WHAT TO WORK ON:
Present the lines of the material below as a numbered list, starting at the line that contains "Agricultural drone survey: scan the aerial photo for dark shirt." and ending at the final line of the material, both included. Omit any blank lines.

┌──

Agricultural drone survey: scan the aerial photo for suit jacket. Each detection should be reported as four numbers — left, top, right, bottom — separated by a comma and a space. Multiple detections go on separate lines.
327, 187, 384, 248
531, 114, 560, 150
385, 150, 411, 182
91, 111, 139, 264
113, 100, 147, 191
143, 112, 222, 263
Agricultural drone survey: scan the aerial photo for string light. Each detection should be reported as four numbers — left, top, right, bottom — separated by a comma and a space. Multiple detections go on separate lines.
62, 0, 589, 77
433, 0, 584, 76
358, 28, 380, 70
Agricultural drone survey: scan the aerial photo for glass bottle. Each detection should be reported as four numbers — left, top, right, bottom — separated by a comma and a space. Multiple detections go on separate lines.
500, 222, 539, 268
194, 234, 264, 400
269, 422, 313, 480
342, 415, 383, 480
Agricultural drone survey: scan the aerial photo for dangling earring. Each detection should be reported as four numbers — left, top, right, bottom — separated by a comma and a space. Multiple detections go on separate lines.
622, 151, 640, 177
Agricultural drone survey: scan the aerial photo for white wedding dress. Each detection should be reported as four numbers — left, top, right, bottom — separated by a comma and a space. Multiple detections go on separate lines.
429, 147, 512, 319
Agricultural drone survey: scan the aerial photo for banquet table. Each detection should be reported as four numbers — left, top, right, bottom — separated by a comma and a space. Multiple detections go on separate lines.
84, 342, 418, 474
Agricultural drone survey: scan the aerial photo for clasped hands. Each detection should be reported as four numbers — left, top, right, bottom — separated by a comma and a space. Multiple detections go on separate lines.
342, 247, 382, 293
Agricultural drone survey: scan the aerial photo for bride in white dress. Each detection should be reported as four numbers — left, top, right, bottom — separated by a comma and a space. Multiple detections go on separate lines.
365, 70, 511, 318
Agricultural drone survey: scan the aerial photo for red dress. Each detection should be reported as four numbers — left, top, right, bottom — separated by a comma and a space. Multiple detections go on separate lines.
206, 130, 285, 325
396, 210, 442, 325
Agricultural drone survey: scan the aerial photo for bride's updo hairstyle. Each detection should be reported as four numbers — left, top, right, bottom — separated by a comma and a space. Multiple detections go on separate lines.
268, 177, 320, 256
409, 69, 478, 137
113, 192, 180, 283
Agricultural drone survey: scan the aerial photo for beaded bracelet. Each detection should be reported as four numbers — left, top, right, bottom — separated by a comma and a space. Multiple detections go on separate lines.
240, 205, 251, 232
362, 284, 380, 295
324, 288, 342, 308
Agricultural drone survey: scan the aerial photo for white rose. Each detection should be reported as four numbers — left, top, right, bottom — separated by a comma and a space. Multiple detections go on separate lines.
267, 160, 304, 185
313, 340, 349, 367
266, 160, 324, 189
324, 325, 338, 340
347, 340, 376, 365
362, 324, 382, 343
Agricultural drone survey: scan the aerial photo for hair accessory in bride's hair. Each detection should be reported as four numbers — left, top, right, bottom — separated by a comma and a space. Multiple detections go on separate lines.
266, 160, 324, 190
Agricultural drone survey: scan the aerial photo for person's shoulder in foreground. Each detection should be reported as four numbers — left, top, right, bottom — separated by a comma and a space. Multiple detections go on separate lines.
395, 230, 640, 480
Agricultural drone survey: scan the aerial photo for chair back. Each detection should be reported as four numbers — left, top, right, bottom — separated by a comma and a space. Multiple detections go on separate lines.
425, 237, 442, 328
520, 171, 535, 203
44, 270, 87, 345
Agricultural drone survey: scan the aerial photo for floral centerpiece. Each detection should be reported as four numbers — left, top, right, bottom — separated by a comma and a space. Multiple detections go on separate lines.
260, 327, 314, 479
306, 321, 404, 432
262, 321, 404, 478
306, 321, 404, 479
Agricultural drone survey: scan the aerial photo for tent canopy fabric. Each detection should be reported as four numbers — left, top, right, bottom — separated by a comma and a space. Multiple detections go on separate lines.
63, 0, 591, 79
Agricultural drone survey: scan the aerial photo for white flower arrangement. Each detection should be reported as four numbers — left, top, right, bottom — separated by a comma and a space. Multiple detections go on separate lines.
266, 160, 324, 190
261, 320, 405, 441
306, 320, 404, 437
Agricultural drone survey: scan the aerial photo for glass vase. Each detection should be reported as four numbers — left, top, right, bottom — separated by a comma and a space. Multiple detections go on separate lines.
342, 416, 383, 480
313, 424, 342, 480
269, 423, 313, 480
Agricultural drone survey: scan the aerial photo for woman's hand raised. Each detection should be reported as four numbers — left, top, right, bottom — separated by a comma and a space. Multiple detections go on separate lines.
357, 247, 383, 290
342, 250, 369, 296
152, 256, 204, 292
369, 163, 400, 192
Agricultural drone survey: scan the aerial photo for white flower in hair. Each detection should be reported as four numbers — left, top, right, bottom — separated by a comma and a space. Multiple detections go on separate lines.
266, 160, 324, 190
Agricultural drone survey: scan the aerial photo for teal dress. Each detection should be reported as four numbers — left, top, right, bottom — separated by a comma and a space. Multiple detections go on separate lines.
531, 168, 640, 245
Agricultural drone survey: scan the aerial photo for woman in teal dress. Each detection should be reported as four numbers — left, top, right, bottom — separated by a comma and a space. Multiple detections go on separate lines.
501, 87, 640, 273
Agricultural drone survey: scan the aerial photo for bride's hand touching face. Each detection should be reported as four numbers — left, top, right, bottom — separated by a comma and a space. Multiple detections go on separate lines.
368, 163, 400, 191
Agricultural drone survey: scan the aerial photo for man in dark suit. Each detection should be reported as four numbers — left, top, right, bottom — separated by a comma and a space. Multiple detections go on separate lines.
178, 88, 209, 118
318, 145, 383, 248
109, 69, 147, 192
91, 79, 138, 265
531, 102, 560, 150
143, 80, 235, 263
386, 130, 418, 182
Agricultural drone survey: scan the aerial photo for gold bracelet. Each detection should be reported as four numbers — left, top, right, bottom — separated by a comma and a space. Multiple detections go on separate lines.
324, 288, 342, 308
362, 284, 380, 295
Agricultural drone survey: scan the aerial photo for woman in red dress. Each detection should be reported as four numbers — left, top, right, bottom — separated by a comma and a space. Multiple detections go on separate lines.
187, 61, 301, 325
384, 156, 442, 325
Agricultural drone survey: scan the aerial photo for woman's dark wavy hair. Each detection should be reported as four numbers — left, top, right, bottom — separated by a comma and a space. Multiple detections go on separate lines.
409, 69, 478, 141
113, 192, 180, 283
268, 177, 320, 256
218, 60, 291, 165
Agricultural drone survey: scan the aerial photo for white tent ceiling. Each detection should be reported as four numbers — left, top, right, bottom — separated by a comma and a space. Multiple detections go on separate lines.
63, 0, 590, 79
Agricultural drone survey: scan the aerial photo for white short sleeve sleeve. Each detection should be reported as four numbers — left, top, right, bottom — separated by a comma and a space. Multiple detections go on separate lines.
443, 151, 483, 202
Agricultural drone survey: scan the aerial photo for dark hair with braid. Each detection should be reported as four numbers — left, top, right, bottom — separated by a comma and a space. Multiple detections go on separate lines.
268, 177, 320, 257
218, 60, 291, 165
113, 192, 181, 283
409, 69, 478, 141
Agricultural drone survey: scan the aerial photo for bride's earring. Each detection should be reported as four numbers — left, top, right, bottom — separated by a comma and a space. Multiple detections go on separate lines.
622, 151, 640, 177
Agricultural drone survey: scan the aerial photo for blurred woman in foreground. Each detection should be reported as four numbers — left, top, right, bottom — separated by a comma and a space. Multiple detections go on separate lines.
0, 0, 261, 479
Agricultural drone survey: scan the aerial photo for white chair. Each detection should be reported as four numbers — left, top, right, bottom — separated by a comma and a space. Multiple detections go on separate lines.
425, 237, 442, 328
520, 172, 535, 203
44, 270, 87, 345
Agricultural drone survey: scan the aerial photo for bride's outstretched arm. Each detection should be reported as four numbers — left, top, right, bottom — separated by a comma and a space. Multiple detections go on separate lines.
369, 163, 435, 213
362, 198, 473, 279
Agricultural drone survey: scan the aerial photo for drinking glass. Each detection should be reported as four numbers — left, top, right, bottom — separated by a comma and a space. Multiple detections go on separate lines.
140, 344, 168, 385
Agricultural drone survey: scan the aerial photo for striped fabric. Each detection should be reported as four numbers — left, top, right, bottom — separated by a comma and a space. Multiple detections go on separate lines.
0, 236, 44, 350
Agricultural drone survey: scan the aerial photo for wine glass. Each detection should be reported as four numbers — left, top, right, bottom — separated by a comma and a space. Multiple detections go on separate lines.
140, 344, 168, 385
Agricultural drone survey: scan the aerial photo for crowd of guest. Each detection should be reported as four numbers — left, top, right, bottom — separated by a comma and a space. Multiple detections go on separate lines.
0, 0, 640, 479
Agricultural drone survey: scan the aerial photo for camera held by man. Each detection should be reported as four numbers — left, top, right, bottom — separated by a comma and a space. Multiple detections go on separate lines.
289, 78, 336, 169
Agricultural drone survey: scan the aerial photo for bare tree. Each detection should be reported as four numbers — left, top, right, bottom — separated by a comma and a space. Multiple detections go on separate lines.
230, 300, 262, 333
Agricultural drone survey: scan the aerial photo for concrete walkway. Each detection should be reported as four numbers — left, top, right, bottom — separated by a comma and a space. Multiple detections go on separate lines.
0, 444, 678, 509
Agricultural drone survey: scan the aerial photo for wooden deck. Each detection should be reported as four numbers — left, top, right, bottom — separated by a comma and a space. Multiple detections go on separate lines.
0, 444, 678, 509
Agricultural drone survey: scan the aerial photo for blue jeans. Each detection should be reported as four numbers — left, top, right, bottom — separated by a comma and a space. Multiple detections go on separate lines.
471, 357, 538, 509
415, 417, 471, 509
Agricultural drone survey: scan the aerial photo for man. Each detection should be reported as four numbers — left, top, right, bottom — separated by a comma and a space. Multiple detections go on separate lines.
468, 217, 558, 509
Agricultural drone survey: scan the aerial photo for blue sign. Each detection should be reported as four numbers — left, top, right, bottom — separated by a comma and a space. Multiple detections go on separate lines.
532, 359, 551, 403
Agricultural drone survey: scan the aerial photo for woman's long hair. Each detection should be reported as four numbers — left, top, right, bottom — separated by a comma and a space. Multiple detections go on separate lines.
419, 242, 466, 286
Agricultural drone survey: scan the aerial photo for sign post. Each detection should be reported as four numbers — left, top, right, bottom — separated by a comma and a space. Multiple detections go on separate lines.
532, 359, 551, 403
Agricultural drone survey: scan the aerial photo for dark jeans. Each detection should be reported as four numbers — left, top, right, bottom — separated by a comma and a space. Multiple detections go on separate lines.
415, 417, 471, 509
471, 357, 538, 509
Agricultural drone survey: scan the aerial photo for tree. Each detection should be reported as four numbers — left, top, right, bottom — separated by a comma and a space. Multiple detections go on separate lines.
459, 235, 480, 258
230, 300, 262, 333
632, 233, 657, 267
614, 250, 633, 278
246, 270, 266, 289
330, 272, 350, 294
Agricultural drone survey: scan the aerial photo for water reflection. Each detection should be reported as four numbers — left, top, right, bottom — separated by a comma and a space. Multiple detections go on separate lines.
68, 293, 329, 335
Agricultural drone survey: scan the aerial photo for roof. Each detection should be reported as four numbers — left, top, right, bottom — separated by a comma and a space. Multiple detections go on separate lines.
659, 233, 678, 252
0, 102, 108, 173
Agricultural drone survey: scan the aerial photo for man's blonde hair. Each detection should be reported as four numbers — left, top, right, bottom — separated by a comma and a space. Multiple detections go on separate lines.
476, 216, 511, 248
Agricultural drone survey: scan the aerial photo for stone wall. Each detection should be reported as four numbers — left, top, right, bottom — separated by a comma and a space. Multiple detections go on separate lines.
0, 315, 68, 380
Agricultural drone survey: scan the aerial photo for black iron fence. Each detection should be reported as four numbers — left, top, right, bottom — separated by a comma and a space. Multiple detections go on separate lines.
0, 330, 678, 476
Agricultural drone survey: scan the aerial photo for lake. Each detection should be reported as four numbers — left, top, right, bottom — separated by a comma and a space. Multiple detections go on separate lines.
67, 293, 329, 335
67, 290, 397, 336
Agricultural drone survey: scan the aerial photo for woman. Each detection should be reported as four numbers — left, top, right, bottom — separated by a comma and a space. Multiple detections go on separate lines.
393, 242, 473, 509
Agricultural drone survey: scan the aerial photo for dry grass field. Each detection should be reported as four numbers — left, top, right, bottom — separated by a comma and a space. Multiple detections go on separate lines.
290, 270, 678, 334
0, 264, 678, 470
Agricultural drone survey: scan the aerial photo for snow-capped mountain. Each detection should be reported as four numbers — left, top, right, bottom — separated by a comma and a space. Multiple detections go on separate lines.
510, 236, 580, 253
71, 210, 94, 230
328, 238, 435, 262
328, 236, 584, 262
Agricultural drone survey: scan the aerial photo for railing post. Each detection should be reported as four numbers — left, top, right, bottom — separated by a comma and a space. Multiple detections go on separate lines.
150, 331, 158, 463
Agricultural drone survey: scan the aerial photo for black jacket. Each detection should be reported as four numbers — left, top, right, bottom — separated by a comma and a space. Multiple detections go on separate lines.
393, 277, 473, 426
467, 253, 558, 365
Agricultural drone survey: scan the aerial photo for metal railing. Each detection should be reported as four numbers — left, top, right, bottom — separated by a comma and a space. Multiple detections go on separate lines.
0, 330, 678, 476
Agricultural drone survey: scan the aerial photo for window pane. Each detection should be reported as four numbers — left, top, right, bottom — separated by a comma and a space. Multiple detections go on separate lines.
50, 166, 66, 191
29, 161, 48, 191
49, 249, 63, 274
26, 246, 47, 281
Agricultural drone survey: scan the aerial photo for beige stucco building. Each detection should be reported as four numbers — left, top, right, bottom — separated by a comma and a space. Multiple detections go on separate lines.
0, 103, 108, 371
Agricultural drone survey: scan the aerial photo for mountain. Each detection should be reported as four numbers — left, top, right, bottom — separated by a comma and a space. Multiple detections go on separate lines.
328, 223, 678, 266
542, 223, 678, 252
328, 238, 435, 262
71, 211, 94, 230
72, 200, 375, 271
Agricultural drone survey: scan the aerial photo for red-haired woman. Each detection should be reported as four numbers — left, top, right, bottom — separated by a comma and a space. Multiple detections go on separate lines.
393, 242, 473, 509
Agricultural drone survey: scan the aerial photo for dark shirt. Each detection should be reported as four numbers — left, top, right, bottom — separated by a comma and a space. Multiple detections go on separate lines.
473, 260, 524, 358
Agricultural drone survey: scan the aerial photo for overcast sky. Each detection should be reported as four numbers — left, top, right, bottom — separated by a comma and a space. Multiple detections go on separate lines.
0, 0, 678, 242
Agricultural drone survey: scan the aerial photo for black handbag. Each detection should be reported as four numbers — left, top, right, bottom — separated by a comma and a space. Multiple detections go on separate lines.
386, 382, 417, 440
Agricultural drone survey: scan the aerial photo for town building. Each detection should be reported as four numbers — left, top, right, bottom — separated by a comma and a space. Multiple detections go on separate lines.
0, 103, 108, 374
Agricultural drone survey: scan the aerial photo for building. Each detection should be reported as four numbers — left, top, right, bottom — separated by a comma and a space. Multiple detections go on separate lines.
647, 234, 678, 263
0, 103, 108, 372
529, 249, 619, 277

└──

FULL SOLUTION:
1. Agricultural drone survey: scan the aerial photo for dark shirt. Each detection should be reported as four numbers — left, top, right, bottom — separated by a comma and a space. Multiple detections go on separate lines.
2. 473, 260, 524, 358
3. Agricultural drone survey: scan the aerial photo for overcast sky. Each detection should be reported as four numbers — left, top, right, bottom — separated by a comma and a space. Multiple detections go on separate lines.
4. 0, 0, 678, 242
5. Agricultural drone survey: scan the aerial photo for black handbag. Each detection should be reported as four numbers — left, top, right, bottom — separated by a comma and a space. Multiple detections go on separate lines.
6. 386, 382, 417, 440
7. Agricultural drone survey: scan the aerial photo for town building. Each detection should be reported as four numbers — left, top, right, bottom — separated by a comma and a space. Multiple detections go on separate lines.
8. 0, 103, 108, 374
9. Agricultural drone survey: scan the aerial photo for building. Each detection should be reported as four numbers — left, top, right, bottom — separated by a comma and a space. Multiple detections go on separate lines.
10. 647, 234, 678, 263
11. 0, 103, 108, 372
12. 529, 249, 619, 277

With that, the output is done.